Excerpt to read:

Tech as ugly regress not progress

What if new technologies are breaking us?
It is “humanity’s ability to ask what is suitable – what is good, what is bad, what is progress, what is regress – that separates it from other species.”

In Here be monsters: Is technology reducing our humanity? (or see here) author Richard King urges the reader to commit to a bold ambition for a more democratic technological future.

Writer Andrew Hamilton identifies where the text is particularly valuable:

King names three constitutive qualities of human identity that have developed over millions of years of evolution and are now under threat from unconsidered technological development. They are, first, the human sociality that is expressed through our physical presence to one another. This is threatened by the presence at a distance inherent in digital and information technology.

The second quality is embodiment, threatened in our culture by the prevailing image of the world and human beings as machines that are reducible to their smallest parts. This encourages the view that human nature is provisional and alterable. Nanotechnology and genetic engineering make it possible to alter humanity and its gene pool from within, leading to unpredictable consequences for the human future. 

The third quality is agency, embodied in the nature of human beings as tool makers. It is associated with a self-reflective as well as instrumental intelligence. The developments in human technology dissociate human beings from their tool making and risk making them the objects of technology and not its masters.

In response, King affirms the value of technology but insists that it must be subject to conversation in society about its purpose and its human consequences. This is difficult in a culture that establishes a gulf between our brains and our bodies. It sees our brains as subjects of human development and our bodies as its objects. A neo-liberal economic culture with its focus on individual choice then further reduces the worth of human beings to their competitive achievement.

And an intellectual culture that restricts valid questions about the world to ‘how’ questions leaves no room to ask why and to what benefit technological developments should be allowed. It leads to utilitarian ethics and leaves little basis for conversation based on respect for each person’s value as a bodily human being with an active and self-aware intelligence.

Record extracts:
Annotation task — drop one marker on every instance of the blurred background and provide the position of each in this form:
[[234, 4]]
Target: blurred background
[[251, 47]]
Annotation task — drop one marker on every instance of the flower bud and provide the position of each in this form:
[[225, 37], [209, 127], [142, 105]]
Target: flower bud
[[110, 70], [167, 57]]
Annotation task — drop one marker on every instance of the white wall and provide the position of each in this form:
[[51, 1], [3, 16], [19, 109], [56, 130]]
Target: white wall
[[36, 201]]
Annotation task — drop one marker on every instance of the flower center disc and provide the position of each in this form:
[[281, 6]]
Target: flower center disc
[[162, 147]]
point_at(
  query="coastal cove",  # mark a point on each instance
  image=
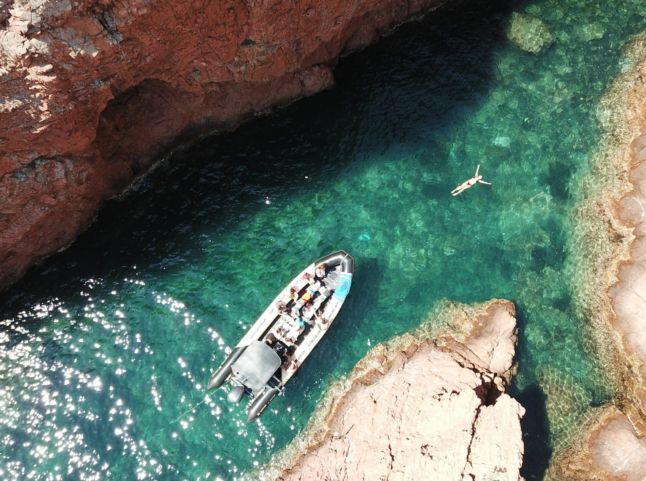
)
(111, 342)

Tasks to perform:
1 – Which three qualities of human identity does King name in the technology excerpt?
2 – Write out the technology excerpt word for word, from "Tech as ugly" up to and including "democratic technological future.".
You won't need the material for any of this.

Exercise results:
1 – Sociality, embodiment, and agency.

2 –
Tech as ugly regress not progress

What if new technologies are breaking us?
It is “humanity’s ability to ask what is suitable – what is good, what is bad, what is progress, what is regress – that separates it from other species.”

In Here be monsters: Is technology reducing our humanity? (or see here) author Richard King urges the reader to commit to a bold ambition for a more democratic technological future.